■ TASK TO CARRY OUT
Leave out every line before the one that contains "Where in the photo above can the baseball". Please restate that line and the rest of the data word for word, through the end.

[Records from a dataset]
______________________________

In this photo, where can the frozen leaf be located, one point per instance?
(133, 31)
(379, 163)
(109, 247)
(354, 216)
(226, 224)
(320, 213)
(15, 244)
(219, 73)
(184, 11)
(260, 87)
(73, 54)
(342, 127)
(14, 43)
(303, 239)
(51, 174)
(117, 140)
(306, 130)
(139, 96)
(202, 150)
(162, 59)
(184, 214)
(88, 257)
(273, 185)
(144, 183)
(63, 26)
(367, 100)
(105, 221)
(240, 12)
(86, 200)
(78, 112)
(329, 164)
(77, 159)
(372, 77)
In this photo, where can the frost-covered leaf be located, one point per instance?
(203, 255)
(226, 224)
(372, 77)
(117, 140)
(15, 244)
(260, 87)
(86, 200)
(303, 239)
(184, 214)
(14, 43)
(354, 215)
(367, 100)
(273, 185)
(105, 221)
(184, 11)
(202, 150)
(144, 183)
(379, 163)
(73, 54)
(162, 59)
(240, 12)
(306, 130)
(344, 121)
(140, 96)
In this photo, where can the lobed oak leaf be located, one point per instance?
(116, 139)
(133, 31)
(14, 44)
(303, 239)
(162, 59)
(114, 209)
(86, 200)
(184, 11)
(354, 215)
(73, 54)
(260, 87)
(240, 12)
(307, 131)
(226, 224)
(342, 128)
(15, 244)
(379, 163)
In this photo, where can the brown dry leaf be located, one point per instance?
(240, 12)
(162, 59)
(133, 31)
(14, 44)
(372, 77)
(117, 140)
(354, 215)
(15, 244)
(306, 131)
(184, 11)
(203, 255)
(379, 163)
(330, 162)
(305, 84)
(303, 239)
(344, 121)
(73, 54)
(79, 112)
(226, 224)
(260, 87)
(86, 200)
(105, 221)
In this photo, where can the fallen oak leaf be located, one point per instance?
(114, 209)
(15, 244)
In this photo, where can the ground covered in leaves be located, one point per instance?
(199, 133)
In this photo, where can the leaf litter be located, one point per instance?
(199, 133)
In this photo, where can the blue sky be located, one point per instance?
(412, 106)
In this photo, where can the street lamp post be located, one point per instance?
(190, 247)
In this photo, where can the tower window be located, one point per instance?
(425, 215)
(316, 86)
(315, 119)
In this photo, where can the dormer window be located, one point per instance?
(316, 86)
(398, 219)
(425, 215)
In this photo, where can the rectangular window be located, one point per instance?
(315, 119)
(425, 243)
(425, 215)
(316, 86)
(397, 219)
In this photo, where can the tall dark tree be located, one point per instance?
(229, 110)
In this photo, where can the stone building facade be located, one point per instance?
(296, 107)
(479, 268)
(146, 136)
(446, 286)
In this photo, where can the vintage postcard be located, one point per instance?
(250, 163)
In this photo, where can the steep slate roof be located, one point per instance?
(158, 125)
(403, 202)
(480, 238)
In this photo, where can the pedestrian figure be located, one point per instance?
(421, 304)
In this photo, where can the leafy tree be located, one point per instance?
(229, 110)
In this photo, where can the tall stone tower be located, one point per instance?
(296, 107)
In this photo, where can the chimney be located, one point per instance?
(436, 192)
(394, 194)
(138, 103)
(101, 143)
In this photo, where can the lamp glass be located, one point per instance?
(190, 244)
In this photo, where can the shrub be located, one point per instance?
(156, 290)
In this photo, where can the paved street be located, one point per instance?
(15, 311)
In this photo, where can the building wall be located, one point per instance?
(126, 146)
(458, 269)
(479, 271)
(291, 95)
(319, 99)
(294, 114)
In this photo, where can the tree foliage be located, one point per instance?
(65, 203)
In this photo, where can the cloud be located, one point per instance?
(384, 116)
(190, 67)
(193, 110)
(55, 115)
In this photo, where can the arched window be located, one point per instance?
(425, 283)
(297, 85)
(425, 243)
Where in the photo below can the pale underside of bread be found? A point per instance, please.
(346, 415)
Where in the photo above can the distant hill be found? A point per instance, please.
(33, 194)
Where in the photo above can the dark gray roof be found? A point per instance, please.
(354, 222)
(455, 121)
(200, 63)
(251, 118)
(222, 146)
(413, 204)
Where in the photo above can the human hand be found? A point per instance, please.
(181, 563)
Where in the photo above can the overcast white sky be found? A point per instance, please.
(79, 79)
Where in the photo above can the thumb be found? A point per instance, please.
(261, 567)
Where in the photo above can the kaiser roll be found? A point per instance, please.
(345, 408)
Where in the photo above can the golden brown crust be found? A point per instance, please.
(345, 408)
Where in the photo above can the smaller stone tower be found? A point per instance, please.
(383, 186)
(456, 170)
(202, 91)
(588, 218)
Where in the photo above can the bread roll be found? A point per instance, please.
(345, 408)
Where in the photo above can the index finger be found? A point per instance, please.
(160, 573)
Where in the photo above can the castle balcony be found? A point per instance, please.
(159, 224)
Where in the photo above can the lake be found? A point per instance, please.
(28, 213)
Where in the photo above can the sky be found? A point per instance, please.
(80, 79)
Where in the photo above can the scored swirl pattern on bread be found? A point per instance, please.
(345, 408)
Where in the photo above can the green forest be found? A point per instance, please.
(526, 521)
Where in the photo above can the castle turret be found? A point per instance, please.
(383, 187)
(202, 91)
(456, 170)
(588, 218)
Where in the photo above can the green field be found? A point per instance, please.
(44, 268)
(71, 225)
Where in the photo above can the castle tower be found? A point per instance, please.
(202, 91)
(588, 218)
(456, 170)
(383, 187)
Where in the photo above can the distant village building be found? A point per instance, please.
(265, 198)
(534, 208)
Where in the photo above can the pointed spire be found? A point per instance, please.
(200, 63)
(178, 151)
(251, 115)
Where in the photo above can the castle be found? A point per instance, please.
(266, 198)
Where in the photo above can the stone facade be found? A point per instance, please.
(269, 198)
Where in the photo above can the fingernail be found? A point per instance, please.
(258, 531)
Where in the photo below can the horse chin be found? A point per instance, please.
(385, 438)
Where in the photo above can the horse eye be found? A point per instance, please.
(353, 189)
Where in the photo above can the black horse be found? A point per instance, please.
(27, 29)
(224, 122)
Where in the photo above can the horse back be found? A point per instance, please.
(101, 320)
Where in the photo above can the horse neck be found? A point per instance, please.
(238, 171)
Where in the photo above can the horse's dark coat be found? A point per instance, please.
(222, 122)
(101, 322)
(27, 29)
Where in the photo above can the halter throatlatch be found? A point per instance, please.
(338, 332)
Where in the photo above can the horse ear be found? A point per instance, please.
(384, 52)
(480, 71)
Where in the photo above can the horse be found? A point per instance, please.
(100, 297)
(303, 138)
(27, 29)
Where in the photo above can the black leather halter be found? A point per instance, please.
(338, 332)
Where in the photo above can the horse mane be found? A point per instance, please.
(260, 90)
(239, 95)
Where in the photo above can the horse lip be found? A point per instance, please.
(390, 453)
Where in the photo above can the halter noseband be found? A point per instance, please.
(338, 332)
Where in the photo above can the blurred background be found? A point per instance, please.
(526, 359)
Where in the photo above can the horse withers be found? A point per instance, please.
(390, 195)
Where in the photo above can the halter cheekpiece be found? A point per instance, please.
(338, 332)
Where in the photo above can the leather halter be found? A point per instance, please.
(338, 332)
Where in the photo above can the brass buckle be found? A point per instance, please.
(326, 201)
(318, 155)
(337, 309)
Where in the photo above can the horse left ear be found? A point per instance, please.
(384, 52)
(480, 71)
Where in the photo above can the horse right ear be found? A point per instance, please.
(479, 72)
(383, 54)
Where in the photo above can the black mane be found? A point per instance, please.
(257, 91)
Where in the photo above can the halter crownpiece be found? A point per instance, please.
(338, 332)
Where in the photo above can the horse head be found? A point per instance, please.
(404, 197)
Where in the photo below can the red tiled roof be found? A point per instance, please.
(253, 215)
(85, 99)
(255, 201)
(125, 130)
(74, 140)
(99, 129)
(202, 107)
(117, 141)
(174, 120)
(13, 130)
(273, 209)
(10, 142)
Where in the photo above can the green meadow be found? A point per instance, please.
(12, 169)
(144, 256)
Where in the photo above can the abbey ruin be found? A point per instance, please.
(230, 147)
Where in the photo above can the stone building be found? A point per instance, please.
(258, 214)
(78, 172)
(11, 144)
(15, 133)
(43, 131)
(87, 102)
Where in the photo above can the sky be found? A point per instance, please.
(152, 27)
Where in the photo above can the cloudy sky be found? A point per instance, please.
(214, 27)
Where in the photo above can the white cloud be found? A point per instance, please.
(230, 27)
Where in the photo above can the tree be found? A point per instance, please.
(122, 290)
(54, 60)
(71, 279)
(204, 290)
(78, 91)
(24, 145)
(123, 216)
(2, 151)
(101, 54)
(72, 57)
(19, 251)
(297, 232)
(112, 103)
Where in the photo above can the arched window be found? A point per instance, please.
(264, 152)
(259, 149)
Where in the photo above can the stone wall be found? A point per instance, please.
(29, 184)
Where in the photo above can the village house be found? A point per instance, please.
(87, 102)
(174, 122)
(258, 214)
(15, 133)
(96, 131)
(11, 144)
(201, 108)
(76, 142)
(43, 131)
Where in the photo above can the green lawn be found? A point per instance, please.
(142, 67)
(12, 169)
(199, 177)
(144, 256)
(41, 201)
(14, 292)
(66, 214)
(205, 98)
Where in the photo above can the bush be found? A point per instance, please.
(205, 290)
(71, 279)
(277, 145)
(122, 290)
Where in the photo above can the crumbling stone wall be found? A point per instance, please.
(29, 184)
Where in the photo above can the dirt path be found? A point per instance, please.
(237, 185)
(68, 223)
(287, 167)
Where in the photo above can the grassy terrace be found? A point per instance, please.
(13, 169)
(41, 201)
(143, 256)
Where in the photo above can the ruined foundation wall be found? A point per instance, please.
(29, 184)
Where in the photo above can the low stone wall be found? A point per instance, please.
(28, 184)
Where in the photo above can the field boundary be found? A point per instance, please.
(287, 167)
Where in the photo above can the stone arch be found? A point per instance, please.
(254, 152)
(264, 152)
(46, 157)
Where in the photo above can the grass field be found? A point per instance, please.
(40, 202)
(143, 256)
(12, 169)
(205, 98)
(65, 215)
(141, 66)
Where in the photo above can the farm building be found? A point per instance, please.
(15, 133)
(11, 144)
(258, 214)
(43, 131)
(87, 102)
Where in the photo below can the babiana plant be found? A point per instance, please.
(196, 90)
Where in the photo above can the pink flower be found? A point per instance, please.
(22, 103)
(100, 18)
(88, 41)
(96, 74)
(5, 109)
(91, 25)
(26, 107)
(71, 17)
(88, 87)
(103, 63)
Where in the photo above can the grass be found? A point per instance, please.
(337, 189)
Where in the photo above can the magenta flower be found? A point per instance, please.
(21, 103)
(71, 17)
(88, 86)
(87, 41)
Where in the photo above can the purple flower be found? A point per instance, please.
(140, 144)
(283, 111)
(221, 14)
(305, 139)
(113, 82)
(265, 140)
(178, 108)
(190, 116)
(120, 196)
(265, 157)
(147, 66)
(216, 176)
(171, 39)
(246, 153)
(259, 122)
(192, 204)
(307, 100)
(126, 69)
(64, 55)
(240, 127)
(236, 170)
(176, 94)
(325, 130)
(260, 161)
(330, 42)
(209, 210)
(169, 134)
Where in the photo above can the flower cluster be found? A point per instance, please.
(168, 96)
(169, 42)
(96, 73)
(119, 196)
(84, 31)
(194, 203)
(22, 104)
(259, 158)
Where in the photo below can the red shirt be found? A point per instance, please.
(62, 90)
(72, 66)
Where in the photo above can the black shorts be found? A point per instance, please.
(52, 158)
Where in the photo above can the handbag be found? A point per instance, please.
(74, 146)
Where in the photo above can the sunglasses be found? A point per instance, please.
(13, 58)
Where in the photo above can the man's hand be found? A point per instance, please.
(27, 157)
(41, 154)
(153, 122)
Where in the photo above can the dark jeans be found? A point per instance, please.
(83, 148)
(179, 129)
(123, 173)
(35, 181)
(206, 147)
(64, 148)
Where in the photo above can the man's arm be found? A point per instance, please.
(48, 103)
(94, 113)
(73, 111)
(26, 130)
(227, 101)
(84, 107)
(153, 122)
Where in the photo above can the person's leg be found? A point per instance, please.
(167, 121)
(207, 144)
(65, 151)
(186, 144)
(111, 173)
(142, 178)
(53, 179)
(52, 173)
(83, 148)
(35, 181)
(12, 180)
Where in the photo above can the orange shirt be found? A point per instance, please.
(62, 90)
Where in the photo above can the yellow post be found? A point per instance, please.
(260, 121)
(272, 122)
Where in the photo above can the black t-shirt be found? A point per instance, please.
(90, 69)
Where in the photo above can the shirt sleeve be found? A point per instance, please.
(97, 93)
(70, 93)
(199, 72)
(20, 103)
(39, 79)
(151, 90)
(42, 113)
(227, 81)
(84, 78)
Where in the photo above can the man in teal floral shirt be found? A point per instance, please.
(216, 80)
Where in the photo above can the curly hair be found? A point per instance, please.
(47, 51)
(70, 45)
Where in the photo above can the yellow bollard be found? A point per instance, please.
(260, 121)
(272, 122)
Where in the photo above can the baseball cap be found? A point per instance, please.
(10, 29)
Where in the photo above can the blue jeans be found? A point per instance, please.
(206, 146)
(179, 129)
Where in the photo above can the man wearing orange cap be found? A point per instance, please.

______________________________

■ FINISHED TASK
Where in the photo above can the baseball cap be found? A point per instance, please.
(10, 29)
Where in the photo above can the blue jeans be found? A point per instance, please.
(206, 146)
(179, 129)
Where in the photo above can the man wearing orange cap be found? A point per instance, please.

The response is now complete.